● Text segment
============================================================

PUBLIC INTEREST DEBATE: Public Sector Wages

20 June 2024

Mrs SALLY QUINNELL (Camden) (17:06): I move:

That this House:

Supports the New South Wales Government's decision to remove the wages cap that has allowed New South Wales to retain experienced public sector workers and recruit new police officers, nurses, paramedics, hospital staff, teachers, firefighters, child protection workers and other vital professions.

In moving the motion, I point out a very long list of workers were affected by the wages cap that was put on by the previous Coalition Government. In fact, one thing I found interesting upon being elected to this place is that it seems that the biggest deficit in New South Wales history was passed to the Minns Labor Government, and it was paid for by our public sector workers. Putting a cap on their wages did nothing but decimate our education and health systems. There were 1,112 nurses whose roles were unfunded; they would have lost their jobs in 12 days. There were 286 firefighters whose roles were left unfunded by the former Government, including the entire force at Oran Park Fire Station, which is a very important fire station to my local community.

Mr David Mehan: Why do they hate Oran Park?

Mrs SALLY QUINNELL: Indeed. We could go into that ad nauseam. In 2022 conditions for teachers were so poor that, for the first time in history, resignations outstripped retirement. People were walking away from teaching due to the conditions and pay under the frozen wages that they were offered. In the Coalition Government's final year in office, the number of senior executives increased by 9.4 per cent—more than double the 4 per cent growth rate of the overall public sector workforce. That followed an increase of 379 senior executives in 2022 and 347 in 2021. The Coalition Government promised to cut consultant expenses by 20 per cent each year from 2019-20. Instead, it hired one new consultant every hour—10,000 times—and spent over $1 billion in five years. That led to a complete breakdown of our education and health systems.

============================================================

[Dataset items]
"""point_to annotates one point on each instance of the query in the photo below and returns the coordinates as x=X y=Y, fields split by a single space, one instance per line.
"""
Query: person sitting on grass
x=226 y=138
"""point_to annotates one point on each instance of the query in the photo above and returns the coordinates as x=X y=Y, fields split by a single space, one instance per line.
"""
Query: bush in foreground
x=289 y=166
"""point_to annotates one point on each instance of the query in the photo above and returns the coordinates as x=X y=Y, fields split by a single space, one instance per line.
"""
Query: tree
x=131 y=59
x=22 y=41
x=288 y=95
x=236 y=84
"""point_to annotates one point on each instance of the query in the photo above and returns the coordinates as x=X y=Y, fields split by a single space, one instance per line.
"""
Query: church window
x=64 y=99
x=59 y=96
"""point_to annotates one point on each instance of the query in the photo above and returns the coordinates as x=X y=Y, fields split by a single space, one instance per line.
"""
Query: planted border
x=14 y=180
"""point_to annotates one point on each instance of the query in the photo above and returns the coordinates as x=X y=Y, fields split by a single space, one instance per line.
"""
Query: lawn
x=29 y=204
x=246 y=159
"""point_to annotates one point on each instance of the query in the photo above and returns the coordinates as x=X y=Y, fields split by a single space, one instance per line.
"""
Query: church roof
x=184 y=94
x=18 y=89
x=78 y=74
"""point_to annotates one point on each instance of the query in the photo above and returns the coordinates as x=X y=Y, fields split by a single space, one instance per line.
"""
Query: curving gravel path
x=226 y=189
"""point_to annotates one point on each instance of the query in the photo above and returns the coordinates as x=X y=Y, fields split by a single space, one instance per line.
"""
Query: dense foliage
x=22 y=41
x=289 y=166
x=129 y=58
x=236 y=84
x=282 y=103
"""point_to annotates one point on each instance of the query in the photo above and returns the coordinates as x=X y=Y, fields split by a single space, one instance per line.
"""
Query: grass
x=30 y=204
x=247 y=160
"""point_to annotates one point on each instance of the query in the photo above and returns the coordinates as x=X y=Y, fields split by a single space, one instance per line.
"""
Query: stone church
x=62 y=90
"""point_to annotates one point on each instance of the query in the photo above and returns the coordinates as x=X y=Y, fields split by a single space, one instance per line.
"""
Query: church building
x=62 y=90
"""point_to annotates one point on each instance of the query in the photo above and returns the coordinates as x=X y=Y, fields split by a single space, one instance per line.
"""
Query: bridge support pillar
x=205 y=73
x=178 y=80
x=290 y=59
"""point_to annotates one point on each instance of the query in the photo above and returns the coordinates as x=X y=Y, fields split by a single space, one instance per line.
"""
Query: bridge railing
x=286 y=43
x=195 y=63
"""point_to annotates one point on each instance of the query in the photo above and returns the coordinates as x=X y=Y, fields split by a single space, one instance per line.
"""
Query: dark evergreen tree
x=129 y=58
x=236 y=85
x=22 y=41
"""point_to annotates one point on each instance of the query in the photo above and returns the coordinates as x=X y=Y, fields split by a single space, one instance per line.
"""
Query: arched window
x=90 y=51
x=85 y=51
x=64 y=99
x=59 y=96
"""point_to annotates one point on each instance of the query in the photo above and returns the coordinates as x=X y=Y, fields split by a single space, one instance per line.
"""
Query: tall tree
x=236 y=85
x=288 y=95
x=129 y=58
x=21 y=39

============================================================

● Work request 1
Reproduce verbatim everything in the wages debate from "Supports the New" down to "other vital professions.".
● Work request 2
Answer these questions using the wages debate:
(a) On what date was the debate held?
(b) How many nurses had unfunded roles?
(c) By what percentage did the number of senior executives rise in the Coalition Government's final year in office?

● Response box 1
Supports the New South Wales Government's decision to remove the wages cap that has allowed New South Wales to retain experienced public sector workers and recruit new police officers, nurses, paramedics, hospital staff, teachers, firefighters, child protection workers and other vital professions.

● Response box 2
(a) 20 June 2024
(b) 1,112
(c) 9.4 per cent